[Image point grounding data]
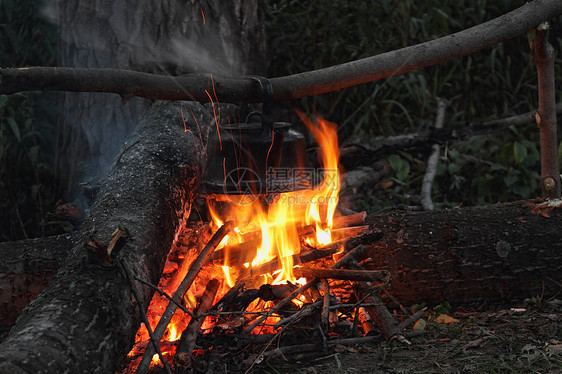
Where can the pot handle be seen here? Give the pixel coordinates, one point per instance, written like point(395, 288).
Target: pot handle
point(266, 111)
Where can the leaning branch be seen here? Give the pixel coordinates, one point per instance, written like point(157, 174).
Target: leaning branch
point(198, 88)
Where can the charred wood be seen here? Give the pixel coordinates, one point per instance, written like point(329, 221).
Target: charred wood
point(149, 192)
point(183, 356)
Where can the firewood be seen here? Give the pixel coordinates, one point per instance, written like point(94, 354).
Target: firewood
point(344, 261)
point(366, 322)
point(150, 191)
point(305, 311)
point(155, 342)
point(345, 274)
point(196, 266)
point(183, 356)
point(384, 321)
point(270, 292)
point(341, 222)
point(236, 254)
point(326, 306)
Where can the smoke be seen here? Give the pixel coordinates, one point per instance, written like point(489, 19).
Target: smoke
point(144, 35)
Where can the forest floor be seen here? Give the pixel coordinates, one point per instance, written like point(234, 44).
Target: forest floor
point(500, 340)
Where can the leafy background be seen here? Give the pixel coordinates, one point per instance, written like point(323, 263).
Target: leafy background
point(491, 84)
point(302, 36)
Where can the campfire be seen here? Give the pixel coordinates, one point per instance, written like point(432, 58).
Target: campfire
point(270, 276)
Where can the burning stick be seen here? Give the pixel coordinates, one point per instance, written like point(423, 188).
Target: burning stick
point(155, 342)
point(344, 261)
point(201, 260)
point(183, 356)
point(306, 311)
point(326, 308)
point(344, 226)
point(316, 254)
point(270, 292)
point(366, 322)
point(343, 274)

■ DIRECTIONS FOR THIS TASK
Please say how many lines in the records above contain the word "instance", and give only that number.

■ OUTPUT FOR THIS TASK
9